» Tarefa curta 1:
Pode transcrever, sem nenhuma alteração, as linhas dos registros que vão da que contém "of the carport" até o fim dos registros, com as duas extremidades incluídas?

» Texto de leitura:
·····
Os senadores integrantes da CCJ – como os petistas Humberto Costa (PE) e Gleisi Hoffmann (PR) — ouviram as análises de onze debatedores, entre eles um juiz, um defensor público, advogados e ativistas pela liberdade de expressão.
A audiência foi requerida pelos senadores da Oposição, para que o colegiado pudesse aprofundar a avaliação da matéria, que tramita em caráter terminativo (sem necessidade de apreciação pelo Plenário) na comissão.
Especialistas rejeitam
Apenas o representante do Movimento Brasil Livre (MBL), Kim Kataguiri, do Movimento Vem pra Rua, Jailton Almeida do Nascimento, e o delegado da Polícia Federal, Juner Caldeira Barbosa, apresentaram posição favorável ao projeto relatado por Magno Malta.
A proposta, porém, foi duramente criticada pelos demais debatedores, a advogada Nathalie Ferro, representante da Rede de Justiça Criminal, Cristiano Avila Maronna, presidente do Instituto Brasileiro de Ciências Criminais (IBCCRIM), Eduardo Nunes de Queiroz, defensor público nacional de Direitos Humanos, Darci Frigo, coordenador-geral da Terra de Direitos e vice-presidente do Conselho Nacional de Direitos Humanos, o juiz de direito Marcelo Semer, representante da Associação Brasileira de Juristas Pela Democracia, Camila Marques, advogada e coordenadora do Centro de Referência Legal em Liberdade de Expressão e Acesso à Informação da ARTIGO 19 e o bispo de Lages (SC), Dom Guilherme Antonio Werlang, representante da Conferência Nacional dos Bispos do Brasil (CNBB).
Reivindicações legítimas
Aliados do presidente eleito, Jair Bolsonaro, vêm orquestrando a alteração, a toque de caixa, da legislação aprovada em 2016, com o claro objetivo de criminalizar manifestações e a atividade política que busca responder a demandas legítimas, como a luta pela terra, moradia e outros direitos.
O instrumento dessa alteração é o PLS 272/2016, de autoria do senador Lazier Martins (PSD-RS), com relatoria do senador Magno Malta (PR-ES), segundo o qual passaria a ser crime tentar “coagir autoridade” a implementar determinado ato ou adotar determinada decisão.
Manifestações na mira
Essa formulação, como foi lembrado durante a audiência, poderia enquadrar como terrorismo um comício pelas Diretas Já, uma greve por reposição salarial no serviço público ou um ato público pelo impeachment de Dilma Rousseff, bastando para isso que um provocador resolvesse incendiar propriedade pública ou privada em suposta associação com essas atividades, por exemplo.
O texto de Lasier Martins é uma tentativa de ressuscitar trechos vetados pela então presidenta Dilma Rousseff no texto aprovado pelo Legislativo, em 2016 — vetos mantidos por esse mesmo Congresso.
·····
» Registros de dados:
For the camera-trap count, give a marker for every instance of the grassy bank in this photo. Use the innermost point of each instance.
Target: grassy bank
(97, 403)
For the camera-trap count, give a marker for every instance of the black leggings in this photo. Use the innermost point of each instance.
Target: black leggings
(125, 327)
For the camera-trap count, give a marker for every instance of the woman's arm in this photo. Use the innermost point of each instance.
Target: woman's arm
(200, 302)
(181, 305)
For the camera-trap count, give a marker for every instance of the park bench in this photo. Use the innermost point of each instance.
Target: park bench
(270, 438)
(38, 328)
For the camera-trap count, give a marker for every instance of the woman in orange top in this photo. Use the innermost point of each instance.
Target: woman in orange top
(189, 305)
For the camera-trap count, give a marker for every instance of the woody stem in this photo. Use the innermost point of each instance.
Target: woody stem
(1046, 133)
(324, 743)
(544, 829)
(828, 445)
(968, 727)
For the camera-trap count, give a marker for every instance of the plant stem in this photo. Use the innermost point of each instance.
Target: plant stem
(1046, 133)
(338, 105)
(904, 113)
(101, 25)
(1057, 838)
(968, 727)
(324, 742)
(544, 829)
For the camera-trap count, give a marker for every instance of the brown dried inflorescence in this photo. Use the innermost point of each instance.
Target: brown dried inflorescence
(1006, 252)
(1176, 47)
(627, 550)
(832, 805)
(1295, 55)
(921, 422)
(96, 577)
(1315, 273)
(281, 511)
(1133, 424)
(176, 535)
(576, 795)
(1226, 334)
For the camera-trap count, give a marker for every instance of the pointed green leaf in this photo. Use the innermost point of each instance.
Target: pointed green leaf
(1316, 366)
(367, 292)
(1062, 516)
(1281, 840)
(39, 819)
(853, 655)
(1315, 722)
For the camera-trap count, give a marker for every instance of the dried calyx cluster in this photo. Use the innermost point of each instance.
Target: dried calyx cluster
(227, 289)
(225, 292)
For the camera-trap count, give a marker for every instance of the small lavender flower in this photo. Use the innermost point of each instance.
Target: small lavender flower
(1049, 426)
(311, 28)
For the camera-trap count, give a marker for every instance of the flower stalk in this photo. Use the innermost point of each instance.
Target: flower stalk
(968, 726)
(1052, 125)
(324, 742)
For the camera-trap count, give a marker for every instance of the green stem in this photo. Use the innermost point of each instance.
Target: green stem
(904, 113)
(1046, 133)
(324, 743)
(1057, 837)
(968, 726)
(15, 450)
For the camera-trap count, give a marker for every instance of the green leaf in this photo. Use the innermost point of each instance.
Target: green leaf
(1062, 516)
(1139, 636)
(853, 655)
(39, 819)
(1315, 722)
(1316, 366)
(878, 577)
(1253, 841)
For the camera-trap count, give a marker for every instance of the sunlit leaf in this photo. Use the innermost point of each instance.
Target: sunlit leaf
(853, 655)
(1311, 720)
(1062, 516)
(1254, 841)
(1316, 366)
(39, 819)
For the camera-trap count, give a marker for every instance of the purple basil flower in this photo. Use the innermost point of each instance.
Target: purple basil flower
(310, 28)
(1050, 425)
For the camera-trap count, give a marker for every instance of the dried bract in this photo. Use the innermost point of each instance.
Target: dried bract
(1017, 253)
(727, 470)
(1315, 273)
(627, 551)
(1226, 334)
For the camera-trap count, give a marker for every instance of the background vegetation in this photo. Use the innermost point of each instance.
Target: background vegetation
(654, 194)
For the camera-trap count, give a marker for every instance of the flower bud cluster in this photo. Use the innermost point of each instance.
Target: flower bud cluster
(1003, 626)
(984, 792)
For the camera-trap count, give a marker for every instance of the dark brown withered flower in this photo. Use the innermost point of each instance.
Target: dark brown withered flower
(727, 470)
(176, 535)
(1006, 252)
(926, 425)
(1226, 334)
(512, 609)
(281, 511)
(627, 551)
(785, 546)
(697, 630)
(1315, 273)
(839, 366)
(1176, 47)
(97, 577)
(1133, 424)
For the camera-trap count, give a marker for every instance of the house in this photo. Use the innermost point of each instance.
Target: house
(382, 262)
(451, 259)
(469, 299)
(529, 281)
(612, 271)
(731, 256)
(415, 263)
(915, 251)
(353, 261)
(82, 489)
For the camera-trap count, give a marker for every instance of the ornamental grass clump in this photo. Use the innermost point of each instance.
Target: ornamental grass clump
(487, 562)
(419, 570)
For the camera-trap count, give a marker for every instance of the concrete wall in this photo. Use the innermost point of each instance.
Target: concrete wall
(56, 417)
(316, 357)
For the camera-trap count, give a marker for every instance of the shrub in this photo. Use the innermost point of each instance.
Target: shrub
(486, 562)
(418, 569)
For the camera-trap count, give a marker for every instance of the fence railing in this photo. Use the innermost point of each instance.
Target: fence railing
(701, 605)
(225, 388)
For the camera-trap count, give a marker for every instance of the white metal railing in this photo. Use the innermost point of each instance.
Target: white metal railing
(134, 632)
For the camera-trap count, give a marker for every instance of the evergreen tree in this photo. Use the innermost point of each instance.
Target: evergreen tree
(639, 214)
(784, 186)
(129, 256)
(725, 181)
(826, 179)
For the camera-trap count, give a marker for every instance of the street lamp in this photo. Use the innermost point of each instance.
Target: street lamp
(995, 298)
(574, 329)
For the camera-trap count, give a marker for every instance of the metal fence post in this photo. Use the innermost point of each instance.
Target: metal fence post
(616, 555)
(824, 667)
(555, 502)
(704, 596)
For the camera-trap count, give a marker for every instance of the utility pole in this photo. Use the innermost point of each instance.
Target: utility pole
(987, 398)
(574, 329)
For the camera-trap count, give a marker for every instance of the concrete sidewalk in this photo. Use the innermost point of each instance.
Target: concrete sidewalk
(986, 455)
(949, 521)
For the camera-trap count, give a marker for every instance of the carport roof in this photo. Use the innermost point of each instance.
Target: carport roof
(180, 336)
·····
» Tarefa curta 2:
Como seguiria o texto sobre a audiência da CCJ a respeito do PLS 272/2016? Escreva a próxima parte, a partir do ponto em que ele para.

» Resposta do exercício 1:
For the camera-trap count, give a marker for every instance of the carport roof in this photo. Use the innermost point of each instance.
Target: carport roof
(180, 336)

» Resposta do exercício 2:
Criminalizar movimentos
No afã de intimidar organizações como o Movimento dos Trabalhadores Sem Terra (MST) ou o Movimento dos Trabalhadores Sem Teto (MTST), o projeto de lei perde de vista o que é de fato o combate ao terrorismo, ressalta o senador Humberto Costa, líder da Oposição.
“Quem são as vítimas dos conflitos agrários no Brasil? Os proprietários de terra, seguramente, não. São os integrantes do MST que são assassinados a toda hora”, lembrou Humberto. Para ele, querer criminalizar a luta pela reforma agrária ampara apenas a propriedade privada de alguns, esquecendo de cuidar da vida de tantos.
“E combate ao terrorismo é, antes de qualquer coisa, preservar a vida”, frisou o senador.
Risco às garantias fundamentais
Para a maioria dos debatedores presentes à audiência pública, essas mudanças prejudicariam direitos fundamentais garantidos pela Constituição, como as liberdades de manifestação e de expressão.
A senadora Gleisi Hoffmann lembrou que todas as condutas que se quer coibir com a aprovação do texto já são tipificadas no Código Penal — incêndio, depredação, saque, destruição ou explosão de meios de transporte ou qualquer bem público ou privado e interferência, sabotagem ou dano a sistemas de informática ou bancos de dados.
A diferença é que, se o projeto de lei for aprovado, a “motivação” de ordem “política, ideológica e social” atribuída a esses crimes passariam a ser punidos com penas de 12 a 30 anos — a mesma prevista para o homicídio qualificado.
Para se ter uma ideia, a depredação agravada pela violência à pessoa ou grave ameaça hoje acarreta pena de seis meses a três anos de prisão e multa proporcional ao dano causado.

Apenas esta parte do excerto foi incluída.